> [What the task requires]:
Revise the data below by replacing "one point per instance" with "a single point for each instance" wherever it occurs and leaving everything else unchanged. Omit the pictures from your answer.

> [Material provided]:
========

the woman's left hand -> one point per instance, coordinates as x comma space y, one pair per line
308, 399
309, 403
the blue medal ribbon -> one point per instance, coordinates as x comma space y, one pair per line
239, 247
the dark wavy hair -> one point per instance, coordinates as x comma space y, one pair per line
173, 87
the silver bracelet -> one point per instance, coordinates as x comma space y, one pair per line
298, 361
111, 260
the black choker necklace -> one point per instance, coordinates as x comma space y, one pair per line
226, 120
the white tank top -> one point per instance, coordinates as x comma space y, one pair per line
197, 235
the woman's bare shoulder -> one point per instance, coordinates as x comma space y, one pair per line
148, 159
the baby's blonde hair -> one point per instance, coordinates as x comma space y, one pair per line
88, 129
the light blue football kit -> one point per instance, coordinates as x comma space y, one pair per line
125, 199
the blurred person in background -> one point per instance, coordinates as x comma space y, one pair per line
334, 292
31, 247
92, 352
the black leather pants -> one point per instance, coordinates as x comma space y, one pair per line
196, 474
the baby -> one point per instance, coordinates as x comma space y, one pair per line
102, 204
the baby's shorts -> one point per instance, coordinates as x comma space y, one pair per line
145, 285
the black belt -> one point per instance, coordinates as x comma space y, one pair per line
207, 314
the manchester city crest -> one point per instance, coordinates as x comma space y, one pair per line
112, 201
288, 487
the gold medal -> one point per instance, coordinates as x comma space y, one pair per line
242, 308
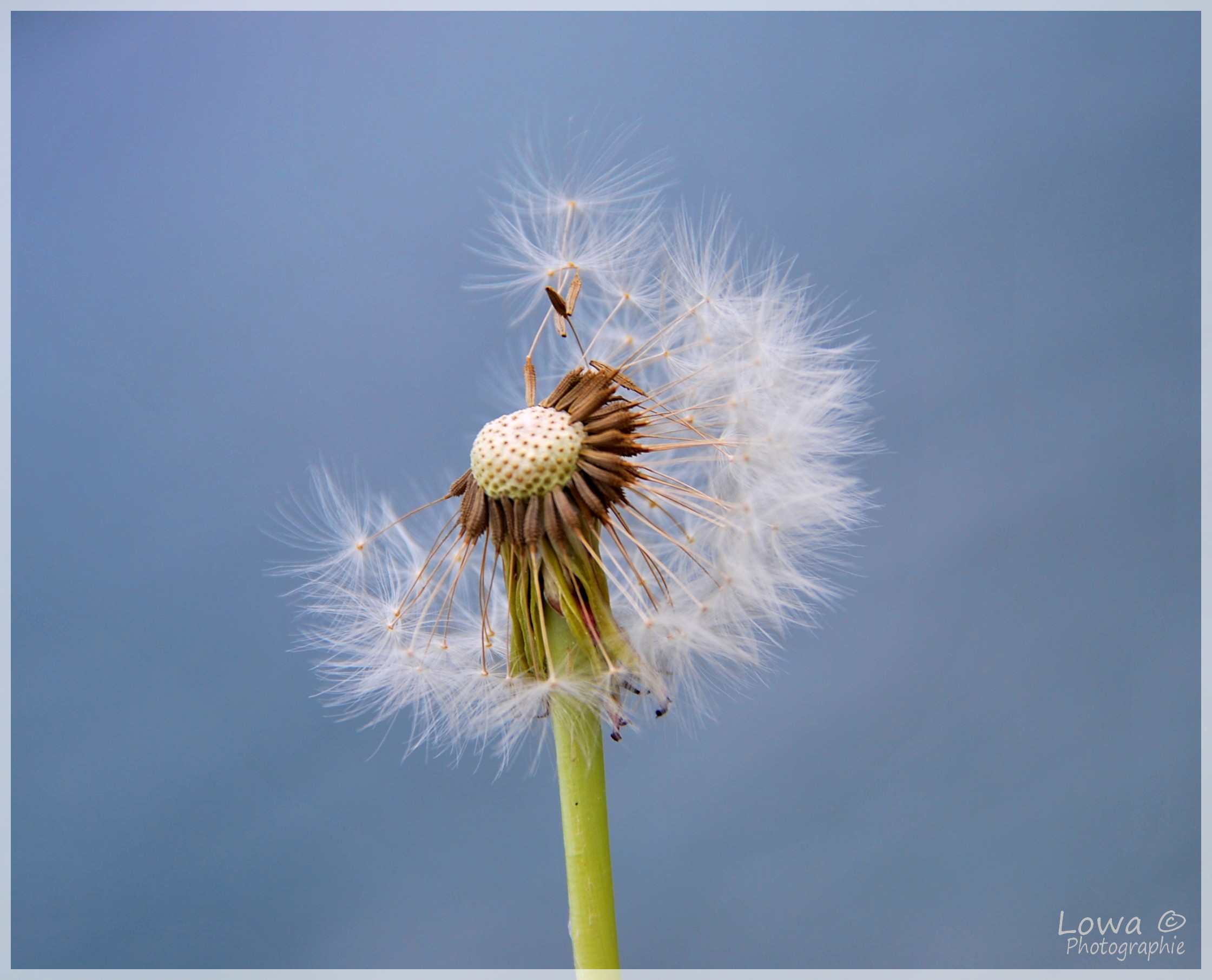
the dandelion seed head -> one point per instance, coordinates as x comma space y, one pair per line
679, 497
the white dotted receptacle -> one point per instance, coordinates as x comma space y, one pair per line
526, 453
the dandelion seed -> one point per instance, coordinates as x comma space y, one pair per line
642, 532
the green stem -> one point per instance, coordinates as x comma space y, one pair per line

========

> [Result of this task]:
the woman's left hand -> a single point for each instance, coordinates as x comma space y, one pair per line
308, 399
309, 403
the blue medal ribbon -> a single point for each instance, coordinates as x comma space y, one pair per line
239, 247
the dark wavy hair -> a single point for each instance, coordinates as x comma space y, one pair per line
173, 87
the silver bracelet -> a single point for each instance, coordinates as x comma space y, one pair per line
298, 361
111, 260
the black choker necklace -> a single point for each instance, coordinates as x comma space y, one pair per line
226, 120
the white tank top -> a single point for each instance, coordinates as x comma space y, one pair per line
197, 235
the woman's bare shoulder -> a single point for each instance, coordinates as x comma space y, one pair per line
148, 159
the baby's blonde hair -> a single point for each instance, coordinates as x comma space y, one pair per line
88, 129
the light blue football kit -> a single point for each instance, coordinates as x comma space y, one pair per line
125, 199
the blurred person in background -> a single point for each instance, coordinates as x comma space y, one pair per line
334, 292
31, 247
92, 352
the black leather pants -> a single point for each instance, coordinates as x comma space y, one pair per line
196, 474
the baby -> a single point for each instance, coordinates as x comma space y, one pair per line
102, 204
the baby's shorts -> a single point for each instance, coordinates as x comma space y, one pair per line
145, 285
the black belt -> a single point for each instance, coordinates as x comma space y, one pair per line
207, 314
the manchester city crest -> a single point for each instance, coordinates as x comma space y, one pair per line
112, 201
288, 487
the gold medal -> a single point for each instance, coordinates as x comma space y, one pair per line
242, 308
the dandelion seed head -> a single point for each instance, coordinates as x comma space y, one pair per line
679, 497
the white dotted receptacle -> a single point for each instance, coordinates as x comma space y, one pair per line
526, 453
the dandelion seed -> a single point for each instance, coordinates as x comma space y, one pair per line
642, 532
the green stem -> a single point for each instance, coordinates as x comma space y, one pair per line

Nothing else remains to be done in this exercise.